Given text -
# # # # # # #
The half-cut unit 35 is composed of a receiving base 38 disposed in accordance with the fixed blade 40, a half-cutter 34 disposed on the side of the movable blade 41, in opposition to the receiving base 38, a first guide part 36 disposed in accordance with the fixed blade 40 between the fixed blade 40 and the receiving base 38, and a second guide part 37 disposed in accordance with the movable blade 41, in opposition to the first guide part 36 (refer also to FIG. 11 to be described later).

The first guide part 36 and the second guide part 37 are configured into a single unit and mounted on a side plate 44 (refer to FIG. 4) together with the fixed blade 40 by a guide fixing part 36A provided at the position corresponding to a fixing hole 40A (refer to FIG. 11 to be described later) of the fixed blade 40.

The receiving base 38 is bent such that the end portion facing the tag label tape 109 with print to be carried out from the tape carry-out part 30 is parallel to the tape, forming a receiving surface 38B. Here, as described above, the tag label tape 109 with print has a five-layer structure in which the cover film 103 and the base tape 101 having a seven-layer structure composed of the adhesive layer 101a, the base layer 101b, the adhesive layer 10c, and the separation sheet 101d are bonded to each other (refer also to FIG. 19 to be described later). Then, by pressing the half-cutter 34 against the receiving surface 38B, the tag label tape 109 with print situated between the half-cutter 34 and the receiving surface 38B is cut in such a manner that the cover film 103, the adhesive layer 101a, the base layer 101b, and the adhesive layer 101c are cut, however, only the separation sheet 101d remains in a state of being left uncut. The receiving surface 38B has also a role to guide the tag label tape 109 with print to the label carry-out exit 11 together with the first guide parts 55 and 56.

FIG. 9 and FIG. 10 are perspective views showing an outside appearance of the cutting mechanism 15, in which the half-cutter 34 has been removed from the internal unit 20.
# # # # # # #
[Location identification rows]
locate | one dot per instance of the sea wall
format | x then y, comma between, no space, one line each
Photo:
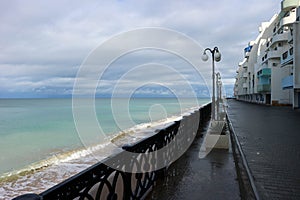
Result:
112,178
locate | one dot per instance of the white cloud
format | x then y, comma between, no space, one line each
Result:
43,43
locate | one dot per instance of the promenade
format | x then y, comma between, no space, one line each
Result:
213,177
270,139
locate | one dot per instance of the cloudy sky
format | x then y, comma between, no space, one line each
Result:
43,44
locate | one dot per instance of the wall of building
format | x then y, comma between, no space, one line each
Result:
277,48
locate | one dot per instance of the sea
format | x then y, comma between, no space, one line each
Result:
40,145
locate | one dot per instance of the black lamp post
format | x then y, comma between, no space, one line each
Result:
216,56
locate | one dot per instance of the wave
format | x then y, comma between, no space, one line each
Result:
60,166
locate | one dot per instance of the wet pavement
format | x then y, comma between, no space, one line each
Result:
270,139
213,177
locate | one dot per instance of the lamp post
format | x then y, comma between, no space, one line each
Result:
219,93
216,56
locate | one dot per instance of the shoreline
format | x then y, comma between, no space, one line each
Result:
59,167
# # # # # # #
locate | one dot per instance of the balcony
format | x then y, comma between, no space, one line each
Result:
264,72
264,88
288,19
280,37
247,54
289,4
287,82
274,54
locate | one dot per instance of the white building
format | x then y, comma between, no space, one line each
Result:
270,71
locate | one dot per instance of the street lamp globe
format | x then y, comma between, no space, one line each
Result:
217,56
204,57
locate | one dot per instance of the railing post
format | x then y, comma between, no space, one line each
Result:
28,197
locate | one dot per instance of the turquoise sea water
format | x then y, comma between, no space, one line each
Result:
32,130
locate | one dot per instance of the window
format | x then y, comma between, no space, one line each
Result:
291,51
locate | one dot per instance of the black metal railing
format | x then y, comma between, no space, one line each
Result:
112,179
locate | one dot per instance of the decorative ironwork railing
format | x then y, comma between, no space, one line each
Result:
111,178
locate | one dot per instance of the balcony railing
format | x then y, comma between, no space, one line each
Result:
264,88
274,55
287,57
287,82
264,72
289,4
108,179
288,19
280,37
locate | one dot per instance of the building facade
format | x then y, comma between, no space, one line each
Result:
# # # # # # #
Task to complete -
Answer these questions from the text on the half-cut unit:
1. Together with the fixed blade 40, what are the first guide part 36 and the second guide part 37 mounted on?
2. When the tag label tape 109 with print is half-cut, which layer is left uncut?
3. What do FIG. 9 and FIG. 10 show?
The rows aren't needed for this.

Response to the task -
1. A side plate 44.
2. The separation sheet 101d.
3. Perspective views of the outside appearance of the cutting mechanism 15, with the half-cutter 34 removed from the internal unit 20.